◆ THE PROBLEM
All of the data below should be written out again exactly.

◆ DATA TO EXAMINE
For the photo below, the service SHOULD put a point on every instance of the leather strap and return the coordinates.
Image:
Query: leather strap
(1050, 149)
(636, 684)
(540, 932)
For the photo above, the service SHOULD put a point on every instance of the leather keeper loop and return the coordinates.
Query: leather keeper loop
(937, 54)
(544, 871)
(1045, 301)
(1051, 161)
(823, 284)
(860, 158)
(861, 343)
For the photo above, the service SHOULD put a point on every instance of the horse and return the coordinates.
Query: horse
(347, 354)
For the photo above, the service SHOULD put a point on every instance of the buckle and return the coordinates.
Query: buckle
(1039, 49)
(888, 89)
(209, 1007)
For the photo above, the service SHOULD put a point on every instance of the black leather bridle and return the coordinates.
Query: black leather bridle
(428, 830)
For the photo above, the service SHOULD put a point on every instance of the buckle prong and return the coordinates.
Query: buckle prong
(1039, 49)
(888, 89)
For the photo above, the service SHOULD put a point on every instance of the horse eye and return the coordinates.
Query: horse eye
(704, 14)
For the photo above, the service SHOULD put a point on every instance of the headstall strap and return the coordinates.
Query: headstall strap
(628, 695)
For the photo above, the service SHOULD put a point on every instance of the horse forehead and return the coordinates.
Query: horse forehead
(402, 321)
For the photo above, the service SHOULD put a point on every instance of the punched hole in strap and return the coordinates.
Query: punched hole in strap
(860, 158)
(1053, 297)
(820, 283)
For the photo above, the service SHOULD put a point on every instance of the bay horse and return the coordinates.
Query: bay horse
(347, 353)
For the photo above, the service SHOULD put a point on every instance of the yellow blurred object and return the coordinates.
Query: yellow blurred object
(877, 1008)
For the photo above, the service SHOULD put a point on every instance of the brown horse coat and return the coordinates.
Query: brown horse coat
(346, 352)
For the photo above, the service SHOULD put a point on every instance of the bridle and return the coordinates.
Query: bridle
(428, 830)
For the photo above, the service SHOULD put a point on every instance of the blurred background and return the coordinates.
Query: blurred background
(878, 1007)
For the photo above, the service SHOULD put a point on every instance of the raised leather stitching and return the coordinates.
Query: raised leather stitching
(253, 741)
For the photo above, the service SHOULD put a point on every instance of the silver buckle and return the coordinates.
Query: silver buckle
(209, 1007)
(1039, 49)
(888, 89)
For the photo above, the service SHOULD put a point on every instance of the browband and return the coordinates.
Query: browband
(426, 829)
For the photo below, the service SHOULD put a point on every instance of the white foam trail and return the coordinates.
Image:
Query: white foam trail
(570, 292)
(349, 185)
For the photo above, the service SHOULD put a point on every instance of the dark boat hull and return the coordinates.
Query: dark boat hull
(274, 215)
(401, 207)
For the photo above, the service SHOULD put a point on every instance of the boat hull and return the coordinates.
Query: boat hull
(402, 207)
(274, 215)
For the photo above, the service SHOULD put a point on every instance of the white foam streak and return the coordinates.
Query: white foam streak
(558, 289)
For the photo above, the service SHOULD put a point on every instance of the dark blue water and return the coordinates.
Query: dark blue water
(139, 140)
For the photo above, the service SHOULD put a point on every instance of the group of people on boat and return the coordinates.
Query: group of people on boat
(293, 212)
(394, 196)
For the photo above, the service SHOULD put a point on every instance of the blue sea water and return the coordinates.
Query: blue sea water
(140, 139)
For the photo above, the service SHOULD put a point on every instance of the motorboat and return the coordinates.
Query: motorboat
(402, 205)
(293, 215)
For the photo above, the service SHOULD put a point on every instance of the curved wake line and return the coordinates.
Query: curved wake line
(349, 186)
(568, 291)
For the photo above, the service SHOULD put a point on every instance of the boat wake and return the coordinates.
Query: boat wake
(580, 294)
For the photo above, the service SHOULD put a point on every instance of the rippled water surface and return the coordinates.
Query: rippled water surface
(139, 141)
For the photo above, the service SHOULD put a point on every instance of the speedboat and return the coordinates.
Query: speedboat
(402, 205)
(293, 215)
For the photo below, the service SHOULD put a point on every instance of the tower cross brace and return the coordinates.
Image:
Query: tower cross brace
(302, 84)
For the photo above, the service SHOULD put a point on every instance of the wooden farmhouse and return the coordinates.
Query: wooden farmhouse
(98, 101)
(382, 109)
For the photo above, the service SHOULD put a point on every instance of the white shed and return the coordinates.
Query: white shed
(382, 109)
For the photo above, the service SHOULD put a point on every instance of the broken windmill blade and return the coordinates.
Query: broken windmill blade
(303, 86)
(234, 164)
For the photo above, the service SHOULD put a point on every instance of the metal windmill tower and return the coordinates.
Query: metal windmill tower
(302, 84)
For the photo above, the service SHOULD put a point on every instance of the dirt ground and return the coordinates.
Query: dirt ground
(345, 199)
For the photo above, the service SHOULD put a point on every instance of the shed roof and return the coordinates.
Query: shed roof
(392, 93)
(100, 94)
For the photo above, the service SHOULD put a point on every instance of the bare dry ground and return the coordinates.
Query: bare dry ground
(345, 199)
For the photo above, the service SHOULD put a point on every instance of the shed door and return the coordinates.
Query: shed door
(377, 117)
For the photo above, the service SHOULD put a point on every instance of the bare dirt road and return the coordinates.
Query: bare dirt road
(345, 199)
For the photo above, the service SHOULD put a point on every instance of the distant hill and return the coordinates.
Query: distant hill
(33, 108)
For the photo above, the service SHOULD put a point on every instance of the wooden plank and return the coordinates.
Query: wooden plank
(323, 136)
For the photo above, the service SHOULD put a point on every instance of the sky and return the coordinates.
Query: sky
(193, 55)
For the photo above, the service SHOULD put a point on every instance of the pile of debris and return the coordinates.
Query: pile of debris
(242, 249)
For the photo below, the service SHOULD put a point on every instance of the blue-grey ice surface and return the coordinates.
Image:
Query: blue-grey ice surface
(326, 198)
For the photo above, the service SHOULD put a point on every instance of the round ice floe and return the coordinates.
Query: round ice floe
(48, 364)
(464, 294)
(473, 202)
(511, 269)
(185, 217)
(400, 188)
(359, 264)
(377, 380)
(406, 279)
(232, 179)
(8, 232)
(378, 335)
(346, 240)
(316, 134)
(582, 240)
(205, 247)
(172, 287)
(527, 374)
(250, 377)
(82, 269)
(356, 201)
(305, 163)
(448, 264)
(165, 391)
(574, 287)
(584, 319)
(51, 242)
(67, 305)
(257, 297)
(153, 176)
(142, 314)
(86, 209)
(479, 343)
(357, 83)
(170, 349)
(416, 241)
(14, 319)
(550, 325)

◆ TASK SOLUTION
For the photo below, the service SHOULD put a point on every instance of the leather strap and return the coordinates.
Image:
Query: leather strap
(1050, 149)
(636, 684)
(540, 932)
For the photo above, the service SHOULD put a point on every instance of the leather keeper loop and return the coordinates.
Query: leather keeper loop
(937, 54)
(544, 871)
(1045, 301)
(1051, 161)
(823, 284)
(860, 158)
(861, 343)
For the photo above, the service SHOULD put a point on every instance of the horse and return the coordinates.
Query: horse
(347, 354)
For the photo above, the service SHOULD put a point on every instance of the buckle and return the coordinates.
Query: buckle
(1039, 49)
(888, 89)
(209, 1007)
For the photo above, the service SHOULD put a point on every instance of the black leather bridle and return the coordinates.
Query: black leather bridle
(428, 830)
For the photo above, the service SHOULD put a point on every instance of the buckle prong and return the coordinates.
Query: buckle prong
(1039, 49)
(888, 89)
For the photo above, the service SHOULD put a point on every instance of the horse eye and return the coordinates.
Query: horse eye
(704, 14)
For the photo above, the service SHOULD put a point on every instance of the headstall strap and return the coordinates.
Query: headstall strap
(628, 695)
For the photo above, the service SHOULD put a point on every instance of the horse forehead and return the coordinates.
Query: horse forehead
(402, 321)
For the photo above, the service SHOULD put a point on every instance of the punched hole in strap and return the coordinates.
Query: punched hole in strap
(860, 158)
(1053, 297)
(820, 283)
For the photo above, the service SHOULD put a point on every instance of the bay horse and return the coordinates.
Query: bay horse
(347, 353)
For the photo above, the service SHOULD put a point on every instance of the yellow blurred object and return the coordinates.
Query: yellow blurred object
(877, 1008)
For the photo above, the service SHOULD put a point on every instance of the brown horse coat and return the coordinates.
Query: brown horse coat
(346, 352)
For the photo above, the service SHOULD put a point on every instance of the bridle and return the coordinates.
Query: bridle
(428, 830)
For the photo above, the service SHOULD put a point on every instance of the blurred background and return the coordinates.
Query: blurred background
(878, 1007)
For the photo above, the service SHOULD put a point on every instance of the raised leather stitching and return the coordinates.
Query: raised leather stitching
(253, 741)
For the photo above, the service SHOULD put a point on every instance of the silver buckle and return the coordinates.
Query: silver buckle
(209, 1007)
(1039, 49)
(888, 89)
For the photo above, the service SHOULD put a point on every instance of the browband and return the coordinates.
Query: browband
(426, 829)
For the photo below, the service SHOULD put a point on every instance of the white foam trail and return the coordinates.
Image:
Query: white foam trail
(570, 292)
(349, 185)
For the photo above, the service SHOULD put a point on every instance of the dark boat hull and return the coordinates.
Query: dark boat hull
(274, 215)
(401, 207)
For the photo above, the service SHOULD put a point on every instance of the boat hull and return the coordinates.
Query: boat hull
(402, 207)
(274, 215)
For the photo above, the service SHOULD put a point on every instance of the white foam streak and return the coordinates.
Query: white foam streak
(558, 289)
For the photo above, the service SHOULD put a point on every instance of the dark blue water and return the coordinates.
Query: dark blue water
(139, 140)
For the photo above, the service SHOULD put a point on every instance of the group of people on boat and return the coordinates.
Query: group of people on boat
(293, 212)
(394, 196)
For the photo above, the service SHOULD put a point on every instance of the blue sea water and return the coordinates.
Query: blue sea water
(140, 139)
For the photo above, the service SHOULD put a point on every instance of the motorboat and return the coordinates.
Query: motorboat
(402, 205)
(293, 215)
For the photo above, the service SHOULD put a point on every instance of the curved wake line and return the coordinates.
Query: curved wake line
(349, 186)
(568, 291)
For the photo above, the service SHOULD put a point on every instance of the boat wake and return the coordinates.
Query: boat wake
(580, 294)
For the photo above, the service SHOULD put a point on every instance of the rippled water surface and return the coordinates.
Query: rippled water surface
(139, 141)
For the photo above, the service SHOULD put a point on every instance of the speedboat and return the coordinates.
Query: speedboat
(402, 205)
(293, 215)
For the photo below, the service SHOULD put a point on every instance of the tower cross brace and return the coordinates.
Image:
Query: tower cross brace
(302, 84)
For the photo above, the service SHOULD put a point on every instance of the wooden farmhouse and return the coordinates.
Query: wooden farmhouse
(98, 101)
(382, 109)
For the photo above, the service SHOULD put a point on every instance of the white shed and return the coordinates.
Query: white shed
(382, 109)
For the photo above, the service SHOULD put a point on every instance of the broken windmill blade and return the coordinates.
Query: broken windmill blade
(303, 86)
(234, 164)
For the photo above, the service SHOULD put a point on every instance of the metal windmill tower and return the coordinates.
Query: metal windmill tower
(302, 84)
For the photo above, the service SHOULD put a point on every instance of the dirt ground and return the coordinates.
Query: dirt ground
(345, 199)
For the photo above, the service SHOULD put a point on every instance of the shed roof and return the coordinates.
Query: shed roof
(392, 93)
(100, 94)
For the photo above, the service SHOULD put a point on every instance of the bare dry ground and return the coordinates.
Query: bare dry ground
(345, 199)
For the photo above, the service SHOULD put a point on every instance of the shed door and return the coordinates.
Query: shed door
(377, 117)
For the photo above, the service SHOULD put a point on every instance of the bare dirt road and return the coordinates.
Query: bare dirt road
(345, 199)
For the photo above, the service SHOULD put a point on every instance of the distant hill and return the coordinates.
Query: distant hill
(33, 108)
For the photo above, the service SHOULD put a point on every instance of the wooden plank and return the coordinates.
Query: wooden plank
(323, 136)
For the photo above, the service SHOULD put a point on every instance of the sky and return the coordinates.
Query: sky
(193, 55)
For the photo above, the service SHOULD put a point on every instance of the pile of debris and return the coordinates.
Query: pile of debris
(242, 249)
For the photo below, the service SHOULD put a point on every instance of the blue-grey ice surface and return the coordinates.
Image:
Query: blue-grey ice surface
(326, 198)
For the photo above, the service SHOULD put a point on every instance of the round ice floe and return the coordinates.
Query: round ice floe
(48, 364)
(464, 294)
(473, 202)
(511, 269)
(185, 217)
(400, 188)
(359, 264)
(377, 380)
(406, 279)
(232, 179)
(8, 232)
(378, 335)
(346, 240)
(316, 134)
(582, 240)
(205, 247)
(172, 287)
(527, 374)
(250, 377)
(82, 269)
(356, 201)
(305, 163)
(448, 264)
(165, 391)
(574, 287)
(584, 319)
(51, 242)
(67, 305)
(257, 297)
(153, 176)
(142, 314)
(86, 209)
(479, 343)
(357, 83)
(170, 349)
(416, 241)
(14, 319)
(550, 325)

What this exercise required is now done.